◆ EXERCISE GOAL ◆
Reproduce verbatim the lines starting at the one containing "the <item>white skirt</item>?" and ending at the one containing "173), (265, 178)]". Include both of those lines.

++++++++

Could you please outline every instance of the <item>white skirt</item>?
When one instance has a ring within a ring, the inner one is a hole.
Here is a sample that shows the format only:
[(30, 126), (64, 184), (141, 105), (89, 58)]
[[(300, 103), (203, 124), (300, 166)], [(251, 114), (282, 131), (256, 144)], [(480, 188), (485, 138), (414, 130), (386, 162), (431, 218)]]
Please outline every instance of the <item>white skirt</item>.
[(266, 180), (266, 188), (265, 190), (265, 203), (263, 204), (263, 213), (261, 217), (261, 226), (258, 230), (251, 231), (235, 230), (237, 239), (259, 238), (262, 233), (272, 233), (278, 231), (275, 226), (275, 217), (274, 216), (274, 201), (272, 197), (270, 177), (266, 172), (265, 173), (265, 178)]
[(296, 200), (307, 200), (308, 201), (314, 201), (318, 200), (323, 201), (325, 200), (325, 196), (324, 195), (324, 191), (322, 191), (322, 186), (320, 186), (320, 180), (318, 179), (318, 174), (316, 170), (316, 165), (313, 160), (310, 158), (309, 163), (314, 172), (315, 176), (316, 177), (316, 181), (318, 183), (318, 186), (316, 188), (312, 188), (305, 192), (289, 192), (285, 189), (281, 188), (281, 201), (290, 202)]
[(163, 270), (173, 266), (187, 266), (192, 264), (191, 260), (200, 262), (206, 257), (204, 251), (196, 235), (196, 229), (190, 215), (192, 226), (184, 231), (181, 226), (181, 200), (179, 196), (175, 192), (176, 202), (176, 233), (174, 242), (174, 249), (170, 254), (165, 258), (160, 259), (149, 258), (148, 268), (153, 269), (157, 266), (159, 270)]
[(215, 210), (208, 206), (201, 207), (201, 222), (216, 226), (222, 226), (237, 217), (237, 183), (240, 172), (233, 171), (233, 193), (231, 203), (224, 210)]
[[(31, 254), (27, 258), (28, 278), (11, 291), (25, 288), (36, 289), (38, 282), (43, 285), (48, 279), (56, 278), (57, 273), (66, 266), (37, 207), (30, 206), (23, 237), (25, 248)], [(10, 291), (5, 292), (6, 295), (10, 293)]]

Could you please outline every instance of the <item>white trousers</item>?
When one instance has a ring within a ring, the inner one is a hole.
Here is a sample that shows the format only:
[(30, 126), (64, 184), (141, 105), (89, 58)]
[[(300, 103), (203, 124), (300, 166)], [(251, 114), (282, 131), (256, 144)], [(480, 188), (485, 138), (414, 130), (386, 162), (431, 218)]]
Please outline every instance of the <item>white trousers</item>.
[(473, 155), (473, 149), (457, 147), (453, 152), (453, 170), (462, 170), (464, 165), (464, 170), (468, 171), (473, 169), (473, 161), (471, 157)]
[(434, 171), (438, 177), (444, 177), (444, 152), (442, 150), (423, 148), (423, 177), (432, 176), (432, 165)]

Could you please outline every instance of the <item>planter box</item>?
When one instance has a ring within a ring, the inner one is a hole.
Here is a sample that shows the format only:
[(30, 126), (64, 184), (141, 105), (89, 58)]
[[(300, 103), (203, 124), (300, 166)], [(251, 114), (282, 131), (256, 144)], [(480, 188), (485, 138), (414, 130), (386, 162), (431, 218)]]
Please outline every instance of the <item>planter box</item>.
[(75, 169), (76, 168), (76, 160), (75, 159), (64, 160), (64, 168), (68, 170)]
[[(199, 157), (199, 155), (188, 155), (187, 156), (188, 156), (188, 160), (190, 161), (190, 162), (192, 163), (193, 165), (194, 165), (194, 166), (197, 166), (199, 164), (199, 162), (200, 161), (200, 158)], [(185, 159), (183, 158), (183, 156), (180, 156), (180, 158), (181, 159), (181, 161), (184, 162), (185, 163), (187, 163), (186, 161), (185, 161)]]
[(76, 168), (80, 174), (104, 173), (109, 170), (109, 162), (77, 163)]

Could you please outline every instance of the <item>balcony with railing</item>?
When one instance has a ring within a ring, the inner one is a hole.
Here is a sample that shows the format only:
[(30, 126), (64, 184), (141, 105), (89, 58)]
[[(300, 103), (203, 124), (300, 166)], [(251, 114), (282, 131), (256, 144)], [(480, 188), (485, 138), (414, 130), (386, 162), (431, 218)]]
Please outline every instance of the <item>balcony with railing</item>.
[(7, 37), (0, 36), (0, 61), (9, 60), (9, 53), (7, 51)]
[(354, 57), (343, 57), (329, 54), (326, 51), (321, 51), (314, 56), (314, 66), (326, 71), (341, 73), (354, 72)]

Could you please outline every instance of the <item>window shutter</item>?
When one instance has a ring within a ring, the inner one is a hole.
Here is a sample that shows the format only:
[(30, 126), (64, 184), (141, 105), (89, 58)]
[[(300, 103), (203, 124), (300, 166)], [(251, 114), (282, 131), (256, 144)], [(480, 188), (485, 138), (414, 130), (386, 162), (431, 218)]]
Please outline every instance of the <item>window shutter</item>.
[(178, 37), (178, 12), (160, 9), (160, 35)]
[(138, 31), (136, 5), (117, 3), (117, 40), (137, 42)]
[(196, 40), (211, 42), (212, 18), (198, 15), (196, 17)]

++++++++

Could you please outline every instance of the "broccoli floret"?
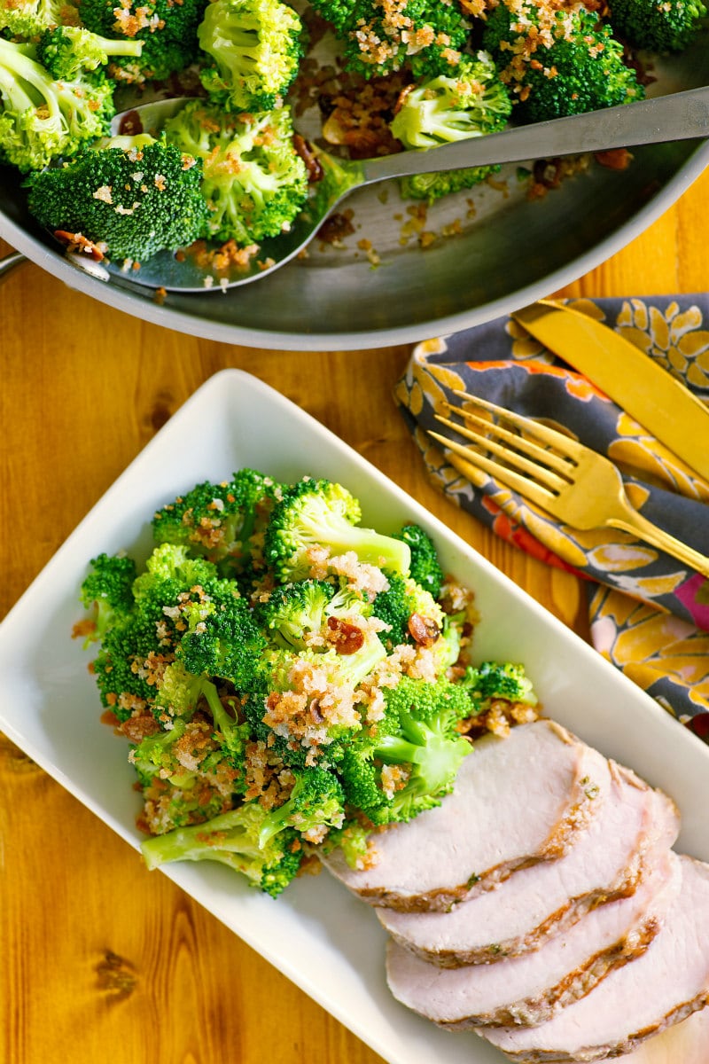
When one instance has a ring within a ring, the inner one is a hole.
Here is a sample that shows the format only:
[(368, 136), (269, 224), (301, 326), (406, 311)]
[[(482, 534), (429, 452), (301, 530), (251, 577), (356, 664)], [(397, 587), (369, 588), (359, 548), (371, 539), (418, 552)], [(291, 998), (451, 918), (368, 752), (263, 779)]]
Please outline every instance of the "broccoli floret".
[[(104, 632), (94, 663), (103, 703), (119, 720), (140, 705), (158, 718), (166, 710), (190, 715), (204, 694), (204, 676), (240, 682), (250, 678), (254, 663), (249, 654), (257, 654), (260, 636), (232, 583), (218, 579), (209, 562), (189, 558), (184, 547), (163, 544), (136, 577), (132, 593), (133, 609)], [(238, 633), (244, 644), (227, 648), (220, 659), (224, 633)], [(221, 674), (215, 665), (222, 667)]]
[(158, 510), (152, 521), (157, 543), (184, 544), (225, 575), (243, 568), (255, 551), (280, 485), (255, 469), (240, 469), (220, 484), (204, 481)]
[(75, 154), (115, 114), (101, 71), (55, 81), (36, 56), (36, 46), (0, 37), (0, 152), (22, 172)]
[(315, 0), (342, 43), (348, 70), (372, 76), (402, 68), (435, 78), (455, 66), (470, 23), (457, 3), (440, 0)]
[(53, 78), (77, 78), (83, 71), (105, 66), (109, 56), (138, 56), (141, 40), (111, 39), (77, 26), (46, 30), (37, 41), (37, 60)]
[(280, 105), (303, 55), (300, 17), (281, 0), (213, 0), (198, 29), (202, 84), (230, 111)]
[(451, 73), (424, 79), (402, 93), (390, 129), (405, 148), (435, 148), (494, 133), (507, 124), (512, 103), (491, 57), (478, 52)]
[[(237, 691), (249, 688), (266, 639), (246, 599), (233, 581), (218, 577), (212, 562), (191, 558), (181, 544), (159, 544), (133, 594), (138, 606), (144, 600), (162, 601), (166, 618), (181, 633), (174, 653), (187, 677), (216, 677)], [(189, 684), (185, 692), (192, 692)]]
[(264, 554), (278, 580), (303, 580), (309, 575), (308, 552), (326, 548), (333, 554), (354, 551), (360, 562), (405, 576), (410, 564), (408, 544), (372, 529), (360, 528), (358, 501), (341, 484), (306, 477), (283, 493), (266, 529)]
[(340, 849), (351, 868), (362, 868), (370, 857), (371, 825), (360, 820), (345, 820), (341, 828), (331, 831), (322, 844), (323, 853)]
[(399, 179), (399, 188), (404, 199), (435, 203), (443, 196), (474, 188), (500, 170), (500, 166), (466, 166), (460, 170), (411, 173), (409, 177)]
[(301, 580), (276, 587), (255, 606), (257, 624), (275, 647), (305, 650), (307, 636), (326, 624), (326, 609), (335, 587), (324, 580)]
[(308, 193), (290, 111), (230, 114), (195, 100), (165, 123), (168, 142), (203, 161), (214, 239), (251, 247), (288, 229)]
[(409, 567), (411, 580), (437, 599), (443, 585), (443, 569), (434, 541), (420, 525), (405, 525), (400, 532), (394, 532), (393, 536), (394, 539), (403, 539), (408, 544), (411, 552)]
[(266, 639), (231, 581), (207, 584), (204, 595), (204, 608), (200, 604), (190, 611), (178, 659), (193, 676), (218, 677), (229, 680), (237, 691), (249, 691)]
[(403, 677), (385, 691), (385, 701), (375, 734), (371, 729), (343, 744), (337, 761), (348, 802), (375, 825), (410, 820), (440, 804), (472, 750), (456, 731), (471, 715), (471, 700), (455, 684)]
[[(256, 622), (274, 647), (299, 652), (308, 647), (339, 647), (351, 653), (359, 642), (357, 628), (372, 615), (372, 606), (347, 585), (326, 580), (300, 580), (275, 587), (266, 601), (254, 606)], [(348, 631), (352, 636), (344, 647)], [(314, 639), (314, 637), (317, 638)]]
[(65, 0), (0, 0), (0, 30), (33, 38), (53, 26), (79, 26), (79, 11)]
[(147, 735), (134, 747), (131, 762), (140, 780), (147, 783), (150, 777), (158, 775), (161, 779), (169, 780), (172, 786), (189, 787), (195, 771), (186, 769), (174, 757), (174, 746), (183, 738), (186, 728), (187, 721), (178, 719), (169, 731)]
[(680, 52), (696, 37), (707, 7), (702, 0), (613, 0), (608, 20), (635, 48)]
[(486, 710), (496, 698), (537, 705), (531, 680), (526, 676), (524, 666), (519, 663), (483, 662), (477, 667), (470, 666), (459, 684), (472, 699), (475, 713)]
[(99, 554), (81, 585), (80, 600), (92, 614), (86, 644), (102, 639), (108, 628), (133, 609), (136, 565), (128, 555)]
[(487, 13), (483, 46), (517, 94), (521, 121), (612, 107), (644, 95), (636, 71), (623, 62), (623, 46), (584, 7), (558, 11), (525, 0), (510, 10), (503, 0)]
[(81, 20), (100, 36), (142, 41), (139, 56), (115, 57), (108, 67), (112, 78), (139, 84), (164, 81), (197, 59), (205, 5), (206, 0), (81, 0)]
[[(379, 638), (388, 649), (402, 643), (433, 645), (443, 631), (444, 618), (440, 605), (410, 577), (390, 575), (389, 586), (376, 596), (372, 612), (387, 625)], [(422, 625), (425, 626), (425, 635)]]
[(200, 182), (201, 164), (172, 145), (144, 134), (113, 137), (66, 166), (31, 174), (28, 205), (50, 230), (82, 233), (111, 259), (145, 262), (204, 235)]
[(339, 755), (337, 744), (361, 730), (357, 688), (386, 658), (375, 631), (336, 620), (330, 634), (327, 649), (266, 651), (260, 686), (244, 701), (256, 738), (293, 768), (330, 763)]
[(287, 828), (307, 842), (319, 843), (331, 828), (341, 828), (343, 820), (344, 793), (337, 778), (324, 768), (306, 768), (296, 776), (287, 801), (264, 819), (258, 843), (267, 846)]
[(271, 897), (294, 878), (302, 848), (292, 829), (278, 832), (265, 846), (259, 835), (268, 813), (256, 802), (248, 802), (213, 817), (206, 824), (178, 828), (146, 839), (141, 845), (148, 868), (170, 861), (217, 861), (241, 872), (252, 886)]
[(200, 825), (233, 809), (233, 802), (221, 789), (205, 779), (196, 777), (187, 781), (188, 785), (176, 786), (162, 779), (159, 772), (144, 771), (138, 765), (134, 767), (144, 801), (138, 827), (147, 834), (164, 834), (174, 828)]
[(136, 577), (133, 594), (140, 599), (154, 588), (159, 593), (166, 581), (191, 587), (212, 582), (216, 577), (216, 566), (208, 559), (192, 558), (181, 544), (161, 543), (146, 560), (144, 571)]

++++++++

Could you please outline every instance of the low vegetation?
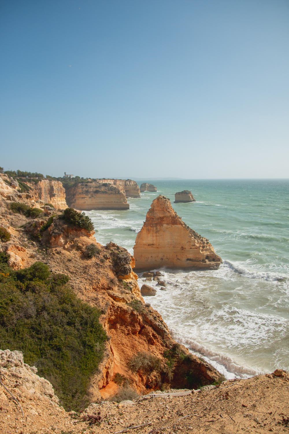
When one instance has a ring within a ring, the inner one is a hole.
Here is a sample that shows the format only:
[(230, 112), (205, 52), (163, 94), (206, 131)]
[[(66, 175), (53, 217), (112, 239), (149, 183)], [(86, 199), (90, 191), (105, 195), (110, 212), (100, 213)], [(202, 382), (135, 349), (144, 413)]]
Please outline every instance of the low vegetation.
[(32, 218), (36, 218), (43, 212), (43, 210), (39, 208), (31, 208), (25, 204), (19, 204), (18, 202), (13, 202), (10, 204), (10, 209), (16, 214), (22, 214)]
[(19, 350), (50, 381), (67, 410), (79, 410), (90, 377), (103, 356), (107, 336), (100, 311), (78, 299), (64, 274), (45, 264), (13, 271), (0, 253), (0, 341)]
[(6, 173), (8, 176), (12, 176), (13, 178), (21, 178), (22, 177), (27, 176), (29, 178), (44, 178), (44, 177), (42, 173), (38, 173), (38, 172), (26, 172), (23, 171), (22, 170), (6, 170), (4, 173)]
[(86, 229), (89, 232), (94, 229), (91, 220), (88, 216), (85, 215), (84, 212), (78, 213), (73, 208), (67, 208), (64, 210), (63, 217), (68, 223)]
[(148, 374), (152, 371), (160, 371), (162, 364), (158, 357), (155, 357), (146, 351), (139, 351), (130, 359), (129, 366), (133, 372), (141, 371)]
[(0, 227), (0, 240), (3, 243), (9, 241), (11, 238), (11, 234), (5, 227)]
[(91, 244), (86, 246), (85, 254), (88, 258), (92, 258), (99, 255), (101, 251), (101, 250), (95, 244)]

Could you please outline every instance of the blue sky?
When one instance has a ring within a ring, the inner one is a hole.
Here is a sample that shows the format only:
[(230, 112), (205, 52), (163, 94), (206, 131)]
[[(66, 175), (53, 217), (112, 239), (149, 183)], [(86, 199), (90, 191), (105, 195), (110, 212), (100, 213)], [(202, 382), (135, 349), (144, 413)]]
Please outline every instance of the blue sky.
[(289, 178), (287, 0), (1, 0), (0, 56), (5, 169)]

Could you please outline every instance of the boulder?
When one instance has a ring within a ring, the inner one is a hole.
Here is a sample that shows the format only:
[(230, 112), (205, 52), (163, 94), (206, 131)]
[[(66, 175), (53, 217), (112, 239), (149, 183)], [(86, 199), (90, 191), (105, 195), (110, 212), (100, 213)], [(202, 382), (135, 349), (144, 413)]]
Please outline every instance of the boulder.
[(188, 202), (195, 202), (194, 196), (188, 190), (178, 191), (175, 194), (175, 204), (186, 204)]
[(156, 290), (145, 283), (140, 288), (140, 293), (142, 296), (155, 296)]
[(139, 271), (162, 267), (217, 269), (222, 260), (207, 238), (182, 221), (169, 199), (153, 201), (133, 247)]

++++++++

◆ EXERCISE RESPONSE ◆
Could you please outline every instance of the <item>white skirt</item>?
When one instance has a ring within a ring, the inner one is a hole.
Here is a sample that shows the format only:
[(30, 126), (64, 184), (141, 105), (89, 58)]
[[(300, 103), (203, 124), (300, 166)], [(251, 114), (282, 131), (256, 144)], [(480, 188), (485, 138), (414, 130), (386, 162), (431, 218)]]
Please outline every instance of the <item>white skirt</item>.
[(266, 180), (266, 188), (265, 190), (265, 203), (263, 204), (263, 213), (261, 217), (261, 226), (258, 230), (251, 231), (235, 230), (237, 239), (259, 238), (262, 233), (272, 233), (278, 231), (275, 226), (275, 217), (274, 216), (274, 201), (272, 197), (270, 177), (266, 172), (265, 173), (265, 178)]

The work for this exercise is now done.